*** Opening Passage to read ***

USDA invests more than $1 billion in 97 rural health care projects that served 2.5 million people in 41 states.

USDA invested in 97 rural health care projects that served 2.5 million people in 41 states in Fiscal Year 2017 through the Community Facilities Direct Loan Program. The loans can be used to fund essential community services. For health care, this includes constructing, expanding or improving health care facilities such as hospitals, medical clinics, dental clinics and assisted-living facilities, as well as to purchase equipment. Public bodies, non-profit organizations and federally recognized tribes in rural areas and towns with up to 20,000 people are eligible for these loans.

“USDA invests in a wide range of health care facilities – such as hospitals, clinics and treatment centers – to help ensure that rural residents have access to the same state-of-the art care available in urban and metropolitan areas,” said Agriculture Secretary Sonny Perdue. “I understand that building a prosperous rural America begins with healthy people. Ensuring that rural communities have access to quality medical care is a top priority for USDA.”

USDA financed Community Facilities direct loan projects in the following states: Alaska, Alabama, Arizona, California, Colorado, Delaware, Georgia, Hawaii, Idaho, Illinois, Indiana, Iowa, Kansas, Kentucky, Massachusetts, Maryland, Maine, Michigan, Minnesota, Missouri, Mississippi, Montana, North Dakota, Nebraska, New Hampshire, New Jersey, New Mexico, Nevada, Oklahoma, Oregon, Pennsylvania, South Carolina, South Dakota, Tennessee, Texas, Virginia, Vermont, Washington, Wisconsin, West Virginia, and Wyoming. 

The following are a few examples of rural health care projects that USDA funded during FY 2017:

  • LifeQuest Nursing Center received a $40 million loan to build a 123-unit assisted-living facility in Quakertown, Pa. The company will also renovate and expand the kitchen and dining area, build a 10- to 15-bed memory care unit, and build an activity room for memory care residents.

*** Closing Passage to read ***

§ Parts of the exercise
1. In the USDA rural health care article, which program funded the 97 projects?
2. Can you write the next part of the USDA rural health care article, picking up after its last line?
You can ignore the material that comes after this.

*** Opening Provided data ***

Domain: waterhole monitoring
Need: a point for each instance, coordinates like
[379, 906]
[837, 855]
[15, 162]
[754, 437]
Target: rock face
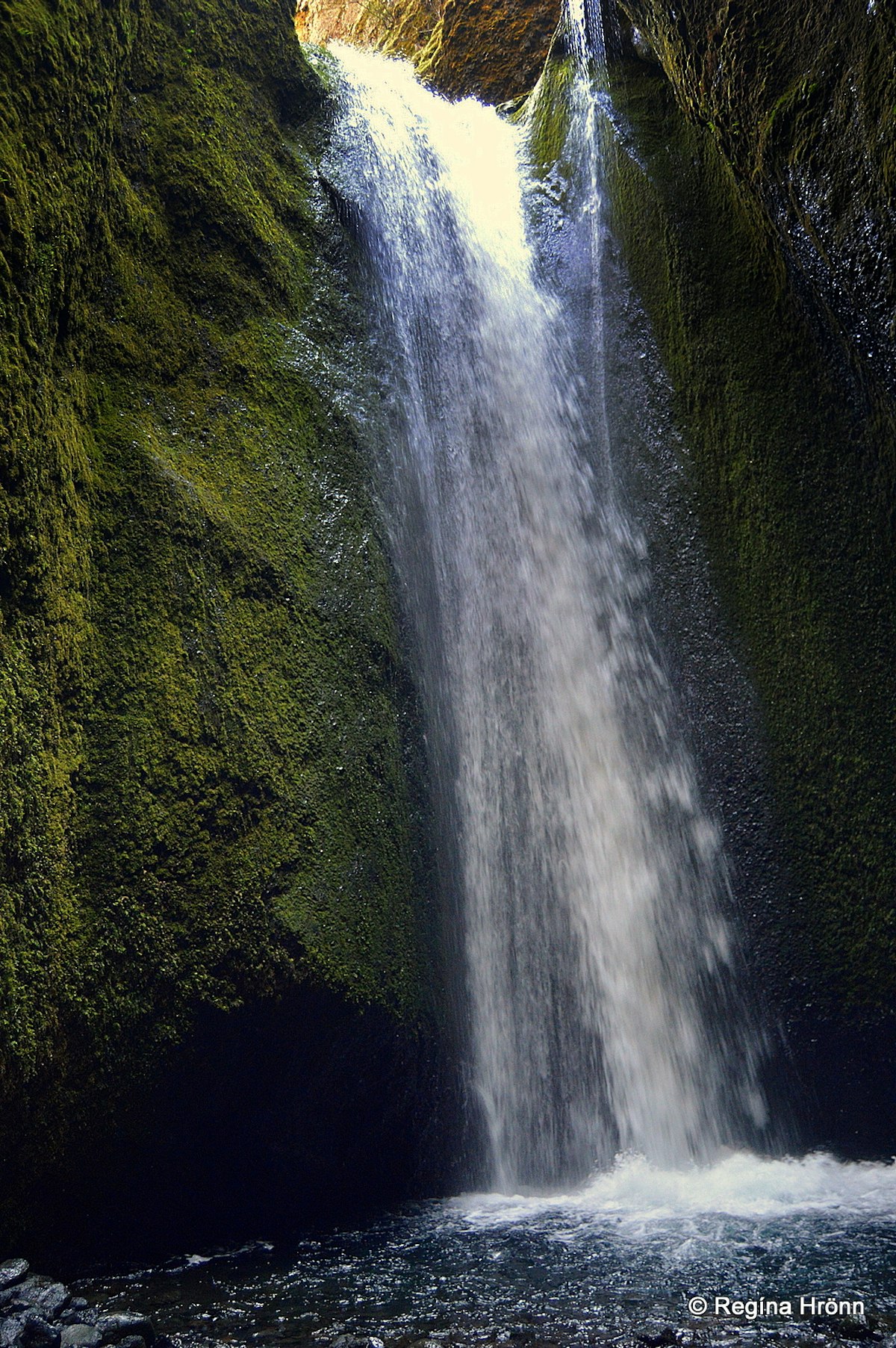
[398, 26]
[491, 49]
[760, 236]
[204, 718]
[800, 100]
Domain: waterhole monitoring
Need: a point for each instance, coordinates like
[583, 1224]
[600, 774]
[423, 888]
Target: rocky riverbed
[38, 1312]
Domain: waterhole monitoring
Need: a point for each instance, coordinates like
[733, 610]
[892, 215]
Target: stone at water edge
[13, 1272]
[81, 1336]
[42, 1294]
[122, 1326]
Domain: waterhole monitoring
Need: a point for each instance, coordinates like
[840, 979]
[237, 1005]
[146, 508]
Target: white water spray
[592, 884]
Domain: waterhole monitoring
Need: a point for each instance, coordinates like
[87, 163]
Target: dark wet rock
[358, 1341]
[123, 1326]
[78, 1313]
[42, 1296]
[658, 1336]
[37, 1332]
[13, 1272]
[82, 1336]
[10, 1331]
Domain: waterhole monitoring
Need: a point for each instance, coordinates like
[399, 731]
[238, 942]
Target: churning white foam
[740, 1185]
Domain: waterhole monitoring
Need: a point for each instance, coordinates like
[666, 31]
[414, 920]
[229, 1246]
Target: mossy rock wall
[788, 430]
[204, 716]
[788, 433]
[800, 100]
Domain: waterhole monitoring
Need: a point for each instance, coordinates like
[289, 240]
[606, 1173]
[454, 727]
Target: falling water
[591, 882]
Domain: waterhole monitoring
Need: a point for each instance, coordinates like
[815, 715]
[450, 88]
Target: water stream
[606, 1037]
[600, 960]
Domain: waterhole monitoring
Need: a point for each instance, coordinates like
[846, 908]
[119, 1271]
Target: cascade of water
[591, 879]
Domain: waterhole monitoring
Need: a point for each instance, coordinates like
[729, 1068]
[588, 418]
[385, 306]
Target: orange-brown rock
[393, 25]
[494, 49]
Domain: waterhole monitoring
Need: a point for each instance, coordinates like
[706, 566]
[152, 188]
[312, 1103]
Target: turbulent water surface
[599, 967]
[604, 1029]
[613, 1262]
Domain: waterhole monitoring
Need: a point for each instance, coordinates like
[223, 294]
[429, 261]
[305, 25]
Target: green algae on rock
[204, 711]
[790, 456]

*** Closing Provided data ***

§ Results in order
1. The Community Facilities Direct Loan Program.

2.
  • The Community Health Center of Southeast Kansas Inc. received a $2.8 million loan to construct a 14,000-square-foot health clinic that will house medical, dental and behavioral health services, a pharmacy, and support services. The new facility, in Iola, will enable the center to expand services, hire more staff and care for more patients. More than 13,000 residents will benefit.
  • Rural Development provided a $6.7 million loan to Valley Wide Health Systems Inc. in Cañon City Colo., (Fremont County) to convert a building to an integrated care center for primary, dental and behavioral health services. Consolidating these services into one building will provide better patient care and eliminate the need for patients to travel to different locations. The clinic anticipates an increase of more than 4,000 patients during its first year of operation.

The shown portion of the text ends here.